§ WRITTEN INSTRUCTION 1:
Transcribe the full passage on Wallace's 1942 speech word for word.

A Long-Drawn-Out People’s Revolution
Wallace traveled to New York on May 8, 1942, to address the Free World Association, having cleared the agenda-setting speech he was about to deliver with Roosevelt, who despised Luce. The Free World Association stood at the forefront of international “Stop Hitler Now” campaigning, promoting active resistance to Nazism, working with American Jewish groups to reveal the horrors of the Holocaust and arguing that the authoritarian threat must be answered first by winning the war and then by developing a global democratic federation.
Wallace titled his speech “The Price of Free World Victory,” and it was in it that he addressed the future circumstance of the common man.
“Some have spoken of the ‘American Century,’ ” he said, referring directly to Luce. “I say that the century on which we are entering—the century which will come into being after this war —can be and must be the century of the common man. … No nation will have the God-given right to exploit other nations. Older nations will have the privilege to help younger nations get started on the path to industrialization, but there must be neither military nor economic imperialism.”

§ RECORDS FOR THIS EXERCISE:
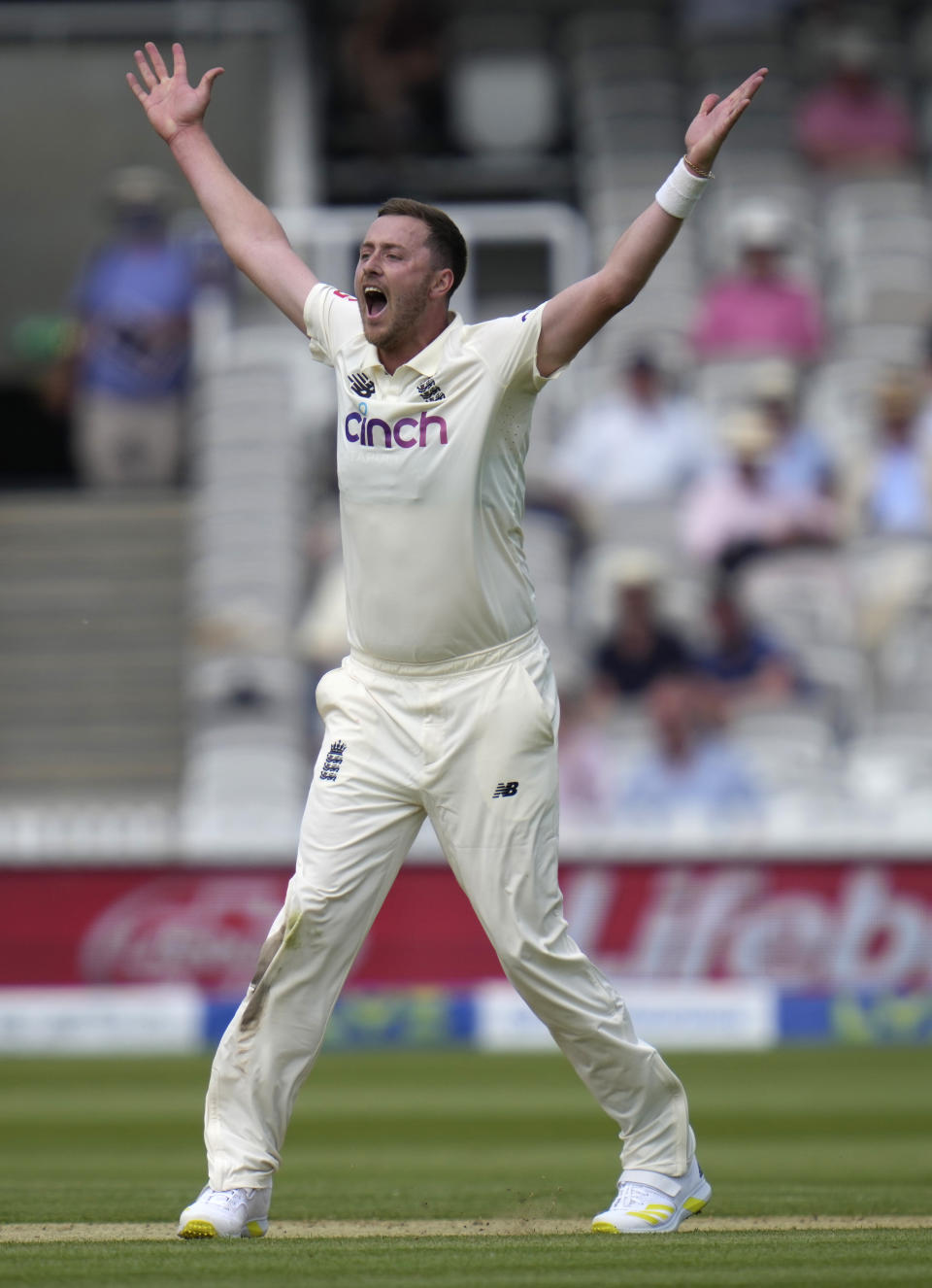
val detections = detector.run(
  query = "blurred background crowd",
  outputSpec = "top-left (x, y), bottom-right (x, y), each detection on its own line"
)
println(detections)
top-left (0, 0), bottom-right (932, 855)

...

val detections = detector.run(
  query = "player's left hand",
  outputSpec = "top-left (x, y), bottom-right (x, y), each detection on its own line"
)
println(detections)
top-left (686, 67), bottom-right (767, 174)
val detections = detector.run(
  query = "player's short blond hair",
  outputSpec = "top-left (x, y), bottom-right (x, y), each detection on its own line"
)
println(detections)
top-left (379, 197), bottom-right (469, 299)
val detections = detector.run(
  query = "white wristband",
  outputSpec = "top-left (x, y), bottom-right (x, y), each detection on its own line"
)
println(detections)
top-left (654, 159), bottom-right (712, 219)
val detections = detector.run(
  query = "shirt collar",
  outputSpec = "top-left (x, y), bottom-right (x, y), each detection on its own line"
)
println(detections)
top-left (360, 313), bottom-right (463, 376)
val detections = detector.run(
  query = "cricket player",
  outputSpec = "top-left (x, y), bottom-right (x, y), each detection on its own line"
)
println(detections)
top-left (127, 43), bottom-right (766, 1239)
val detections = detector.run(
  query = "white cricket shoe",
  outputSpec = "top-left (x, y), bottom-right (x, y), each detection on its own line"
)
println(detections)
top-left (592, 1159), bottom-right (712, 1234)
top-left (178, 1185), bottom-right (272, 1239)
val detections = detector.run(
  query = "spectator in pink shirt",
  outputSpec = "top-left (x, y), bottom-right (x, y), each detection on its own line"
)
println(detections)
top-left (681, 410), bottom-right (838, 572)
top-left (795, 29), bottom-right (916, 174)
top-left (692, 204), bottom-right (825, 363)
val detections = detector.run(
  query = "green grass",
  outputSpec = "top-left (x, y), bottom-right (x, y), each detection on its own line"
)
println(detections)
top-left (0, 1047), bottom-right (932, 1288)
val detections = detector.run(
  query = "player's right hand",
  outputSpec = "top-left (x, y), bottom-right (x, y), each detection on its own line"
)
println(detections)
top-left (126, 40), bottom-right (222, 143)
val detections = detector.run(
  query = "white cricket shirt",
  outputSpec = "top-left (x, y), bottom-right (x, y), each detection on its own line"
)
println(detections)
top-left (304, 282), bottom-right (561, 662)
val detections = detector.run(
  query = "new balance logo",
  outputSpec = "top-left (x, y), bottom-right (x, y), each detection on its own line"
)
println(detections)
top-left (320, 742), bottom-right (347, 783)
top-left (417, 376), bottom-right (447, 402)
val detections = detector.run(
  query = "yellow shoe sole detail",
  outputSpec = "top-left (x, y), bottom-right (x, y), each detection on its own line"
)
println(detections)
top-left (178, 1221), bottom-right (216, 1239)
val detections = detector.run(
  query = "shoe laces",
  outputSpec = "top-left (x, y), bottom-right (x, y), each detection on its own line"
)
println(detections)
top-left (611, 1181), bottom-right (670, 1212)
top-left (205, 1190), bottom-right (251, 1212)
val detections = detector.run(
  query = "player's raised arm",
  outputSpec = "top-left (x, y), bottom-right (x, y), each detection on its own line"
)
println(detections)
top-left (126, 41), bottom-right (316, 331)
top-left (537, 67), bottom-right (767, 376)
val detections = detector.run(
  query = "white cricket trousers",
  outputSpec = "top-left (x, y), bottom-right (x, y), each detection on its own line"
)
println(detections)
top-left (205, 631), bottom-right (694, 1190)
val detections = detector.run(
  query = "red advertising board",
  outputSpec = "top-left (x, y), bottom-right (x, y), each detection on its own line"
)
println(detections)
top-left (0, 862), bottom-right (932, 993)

==

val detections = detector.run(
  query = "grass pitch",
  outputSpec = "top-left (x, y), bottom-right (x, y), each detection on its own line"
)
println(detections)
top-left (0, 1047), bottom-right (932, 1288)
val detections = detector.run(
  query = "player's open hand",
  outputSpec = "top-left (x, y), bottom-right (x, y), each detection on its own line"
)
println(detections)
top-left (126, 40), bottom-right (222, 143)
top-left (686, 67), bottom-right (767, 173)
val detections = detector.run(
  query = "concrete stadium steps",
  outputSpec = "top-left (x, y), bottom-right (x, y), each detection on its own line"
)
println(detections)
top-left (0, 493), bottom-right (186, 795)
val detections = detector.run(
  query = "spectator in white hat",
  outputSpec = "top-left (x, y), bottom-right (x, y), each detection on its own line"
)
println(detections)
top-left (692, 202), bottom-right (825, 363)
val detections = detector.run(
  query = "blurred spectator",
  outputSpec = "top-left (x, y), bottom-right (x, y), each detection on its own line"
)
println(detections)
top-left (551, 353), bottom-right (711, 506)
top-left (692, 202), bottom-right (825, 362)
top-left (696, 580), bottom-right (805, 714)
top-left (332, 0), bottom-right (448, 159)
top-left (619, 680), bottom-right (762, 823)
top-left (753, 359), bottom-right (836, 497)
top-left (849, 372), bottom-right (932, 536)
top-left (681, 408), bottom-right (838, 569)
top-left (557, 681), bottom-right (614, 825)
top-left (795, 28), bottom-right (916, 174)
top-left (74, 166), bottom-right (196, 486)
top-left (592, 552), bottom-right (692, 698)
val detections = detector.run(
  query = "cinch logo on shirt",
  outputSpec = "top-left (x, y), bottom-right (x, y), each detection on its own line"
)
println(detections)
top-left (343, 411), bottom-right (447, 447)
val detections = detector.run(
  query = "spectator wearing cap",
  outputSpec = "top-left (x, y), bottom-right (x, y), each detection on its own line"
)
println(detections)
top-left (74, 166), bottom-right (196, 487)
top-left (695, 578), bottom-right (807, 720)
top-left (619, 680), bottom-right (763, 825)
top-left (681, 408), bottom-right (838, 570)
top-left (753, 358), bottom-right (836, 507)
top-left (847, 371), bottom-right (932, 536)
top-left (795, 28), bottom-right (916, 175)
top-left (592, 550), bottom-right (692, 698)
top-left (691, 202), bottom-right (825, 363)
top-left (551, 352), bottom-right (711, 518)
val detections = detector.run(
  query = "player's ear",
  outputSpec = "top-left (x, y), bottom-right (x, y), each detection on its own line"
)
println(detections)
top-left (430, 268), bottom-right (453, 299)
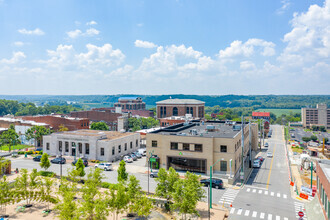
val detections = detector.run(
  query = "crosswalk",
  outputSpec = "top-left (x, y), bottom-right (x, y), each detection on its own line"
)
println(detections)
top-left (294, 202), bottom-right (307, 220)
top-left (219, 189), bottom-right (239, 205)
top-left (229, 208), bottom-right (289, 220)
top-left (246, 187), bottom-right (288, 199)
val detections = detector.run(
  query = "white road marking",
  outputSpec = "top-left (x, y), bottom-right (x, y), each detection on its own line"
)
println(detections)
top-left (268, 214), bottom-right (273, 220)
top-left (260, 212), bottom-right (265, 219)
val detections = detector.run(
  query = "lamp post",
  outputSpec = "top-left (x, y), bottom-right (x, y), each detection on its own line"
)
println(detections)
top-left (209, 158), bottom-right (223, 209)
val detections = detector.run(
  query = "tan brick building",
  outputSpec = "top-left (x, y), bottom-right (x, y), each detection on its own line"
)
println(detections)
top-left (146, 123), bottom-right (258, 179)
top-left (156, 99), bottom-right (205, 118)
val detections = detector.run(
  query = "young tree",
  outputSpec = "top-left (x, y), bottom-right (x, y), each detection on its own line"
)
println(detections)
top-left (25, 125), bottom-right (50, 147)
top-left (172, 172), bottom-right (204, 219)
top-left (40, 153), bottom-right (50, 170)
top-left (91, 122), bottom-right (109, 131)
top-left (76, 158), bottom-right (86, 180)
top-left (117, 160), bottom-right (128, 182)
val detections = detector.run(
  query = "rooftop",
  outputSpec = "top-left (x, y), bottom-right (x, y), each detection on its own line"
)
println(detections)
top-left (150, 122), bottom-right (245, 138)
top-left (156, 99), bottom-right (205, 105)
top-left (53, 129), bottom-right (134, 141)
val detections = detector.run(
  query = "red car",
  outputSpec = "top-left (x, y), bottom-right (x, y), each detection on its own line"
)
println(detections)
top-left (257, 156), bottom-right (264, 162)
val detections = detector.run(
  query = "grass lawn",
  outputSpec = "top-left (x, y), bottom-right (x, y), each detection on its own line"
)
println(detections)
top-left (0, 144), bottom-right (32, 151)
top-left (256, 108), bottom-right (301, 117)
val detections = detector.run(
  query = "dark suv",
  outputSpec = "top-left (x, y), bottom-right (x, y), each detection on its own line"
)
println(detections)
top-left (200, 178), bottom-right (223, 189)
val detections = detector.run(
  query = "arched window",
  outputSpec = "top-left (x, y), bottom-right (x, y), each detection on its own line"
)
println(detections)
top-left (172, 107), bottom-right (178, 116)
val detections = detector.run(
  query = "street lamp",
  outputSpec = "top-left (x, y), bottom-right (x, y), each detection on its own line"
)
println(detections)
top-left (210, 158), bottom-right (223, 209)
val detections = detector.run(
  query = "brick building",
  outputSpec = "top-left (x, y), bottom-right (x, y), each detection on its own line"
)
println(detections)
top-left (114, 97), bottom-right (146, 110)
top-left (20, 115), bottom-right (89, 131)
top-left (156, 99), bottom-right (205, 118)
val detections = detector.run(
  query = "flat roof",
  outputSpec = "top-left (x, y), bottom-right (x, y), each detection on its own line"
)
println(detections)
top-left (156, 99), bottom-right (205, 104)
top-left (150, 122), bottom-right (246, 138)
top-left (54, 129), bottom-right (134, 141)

§ WRITTEN INSTRUCTION 2:
Please show every line in the records that contains the word "building".

§ WRITTEN REPLY 1:
A Long-Drawn-Out People’s Revolution
Wallace traveled to New York on May 8, 1942, to address the Free World Association, having cleared the agenda-setting speech he was about to deliver with Roosevelt, who despised Luce. The Free World Association stood at the forefront of international “Stop Hitler Now” campaigning, promoting active resistance to Nazism, working with American Jewish groups to reveal the horrors of the Holocaust and arguing that the authoritarian threat must be answered first by winning the war and then by developing a global democratic federation.
Wallace titled his speech “The Price of Free World Victory,” and it was in it that he addressed the future circumstance of the common man.
“Some have spoken of the ‘American Century,’ ” he said, referring directly to Luce. “I say that the century on which we are entering—the century which will come into being after this war —can be and must be the century of the common man. … No nation will have the God-given right to exploit other nations. Older nations will have the privilege to help younger nations get started on the path to industrialization, but there must be neither military nor economic imperialism.”

§ WRITTEN REPLY 2:
  query = "tan brick building",
  query = "brick building",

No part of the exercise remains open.